(Supplied material)

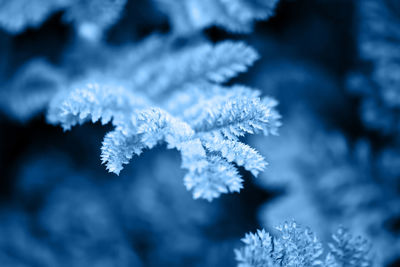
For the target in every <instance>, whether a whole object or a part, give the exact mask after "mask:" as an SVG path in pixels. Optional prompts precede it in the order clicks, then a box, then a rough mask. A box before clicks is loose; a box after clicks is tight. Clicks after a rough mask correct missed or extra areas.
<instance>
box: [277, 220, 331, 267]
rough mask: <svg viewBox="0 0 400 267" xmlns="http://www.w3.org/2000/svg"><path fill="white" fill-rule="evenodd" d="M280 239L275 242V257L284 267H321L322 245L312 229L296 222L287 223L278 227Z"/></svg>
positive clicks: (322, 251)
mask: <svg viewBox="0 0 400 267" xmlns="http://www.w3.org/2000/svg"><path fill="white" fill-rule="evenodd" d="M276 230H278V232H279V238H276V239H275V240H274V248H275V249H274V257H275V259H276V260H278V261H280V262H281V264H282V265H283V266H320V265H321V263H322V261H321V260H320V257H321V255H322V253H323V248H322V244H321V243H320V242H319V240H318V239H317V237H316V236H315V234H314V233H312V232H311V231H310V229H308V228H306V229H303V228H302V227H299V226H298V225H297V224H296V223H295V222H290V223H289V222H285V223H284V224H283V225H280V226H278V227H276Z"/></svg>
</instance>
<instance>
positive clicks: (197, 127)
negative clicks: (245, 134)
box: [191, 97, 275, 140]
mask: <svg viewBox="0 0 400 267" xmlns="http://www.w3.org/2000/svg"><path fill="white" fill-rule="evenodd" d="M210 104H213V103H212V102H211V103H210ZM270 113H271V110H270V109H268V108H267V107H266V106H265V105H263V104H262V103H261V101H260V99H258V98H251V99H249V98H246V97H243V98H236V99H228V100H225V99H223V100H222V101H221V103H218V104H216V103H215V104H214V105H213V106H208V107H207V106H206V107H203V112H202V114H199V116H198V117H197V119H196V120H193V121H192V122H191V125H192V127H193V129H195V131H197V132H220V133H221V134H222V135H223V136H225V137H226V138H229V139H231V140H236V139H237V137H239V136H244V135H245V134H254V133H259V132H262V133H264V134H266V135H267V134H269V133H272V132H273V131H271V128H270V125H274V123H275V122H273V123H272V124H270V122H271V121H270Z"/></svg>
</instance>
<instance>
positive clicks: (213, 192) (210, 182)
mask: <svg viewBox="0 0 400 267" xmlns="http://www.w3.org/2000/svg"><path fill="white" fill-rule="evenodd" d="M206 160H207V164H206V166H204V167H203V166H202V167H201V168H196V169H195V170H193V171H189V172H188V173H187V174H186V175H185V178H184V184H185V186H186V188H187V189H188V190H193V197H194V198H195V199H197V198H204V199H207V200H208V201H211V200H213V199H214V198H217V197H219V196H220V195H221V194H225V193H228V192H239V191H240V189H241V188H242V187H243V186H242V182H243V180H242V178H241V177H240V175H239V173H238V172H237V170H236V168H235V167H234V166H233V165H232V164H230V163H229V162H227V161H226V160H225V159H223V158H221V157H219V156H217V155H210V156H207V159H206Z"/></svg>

(End Supplied material)

**Task description**
Could you repeat all of the entries exactly, without any of the images?

**Expected output**
For the target in every <instance>, whether a whole object or a part, give the exact mask after "mask:" as an SVG path in pixels. Optional prompts precede it in the order clicks, then a box, then a rough mask. A box before clicks is loose; a box after clicks is tight. Clicks after a rough mask correct missed or extra areas.
<instance>
box: [277, 220, 331, 267]
rough mask: <svg viewBox="0 0 400 267" xmlns="http://www.w3.org/2000/svg"><path fill="white" fill-rule="evenodd" d="M280 239L275 242V257L284 267H321L322 245L312 229L296 222L287 223L278 227Z"/></svg>
positive clicks: (322, 251)
mask: <svg viewBox="0 0 400 267" xmlns="http://www.w3.org/2000/svg"><path fill="white" fill-rule="evenodd" d="M276 230H278V232H279V238H276V239H275V240H274V248H275V249H274V257H275V259H276V260H278V261H280V262H281V264H282V265H283V266H320V265H321V263H322V261H321V260H320V257H321V255H322V253H323V248H322V244H321V243H320V242H319V240H318V239H317V237H316V236H315V234H314V233H312V232H311V231H310V229H308V228H306V229H303V228H302V227H299V226H298V225H297V224H296V223H295V222H290V223H289V222H285V223H284V224H283V225H280V226H278V227H276Z"/></svg>
</instance>
<instance>
positive clicks: (197, 127)
negative clicks: (245, 134)
box: [191, 97, 275, 140]
mask: <svg viewBox="0 0 400 267" xmlns="http://www.w3.org/2000/svg"><path fill="white" fill-rule="evenodd" d="M210 104H213V103H212V102H211V103H210ZM270 113H271V110H270V109H268V108H267V107H266V106H265V105H263V104H262V103H261V101H260V99H258V98H251V99H249V98H246V97H243V98H236V99H228V100H225V99H223V100H222V101H221V103H218V104H216V103H215V104H214V105H213V106H208V107H207V106H206V107H203V112H202V114H199V116H198V117H197V119H196V120H193V121H192V122H191V125H192V127H193V129H195V131H197V132H220V133H221V134H222V135H223V136H225V137H226V138H229V139H231V140H236V139H237V137H239V136H244V135H245V134H254V133H259V132H262V133H264V134H266V135H267V134H269V133H272V132H273V131H271V128H270V125H274V123H275V122H273V123H272V124H270V122H271V121H270Z"/></svg>
</instance>
<instance>
positive clicks: (213, 192) (210, 182)
mask: <svg viewBox="0 0 400 267" xmlns="http://www.w3.org/2000/svg"><path fill="white" fill-rule="evenodd" d="M206 160H207V164H206V166H204V167H203V166H202V167H201V168H196V169H195V170H193V171H189V172H188V173H187V174H186V175H185V178H184V184H185V186H186V188H187V189H188V190H193V197H194V198H195V199H197V198H204V199H207V200H208V201H211V200H213V199H214V198H217V197H219V196H220V195H221V194H225V193H228V192H239V191H240V189H241V188H242V187H243V186H242V182H243V180H242V178H241V177H240V175H239V173H238V172H237V170H236V168H235V167H234V166H233V165H232V164H230V163H229V162H227V161H226V160H225V159H223V158H221V157H219V156H217V155H210V156H207V159H206Z"/></svg>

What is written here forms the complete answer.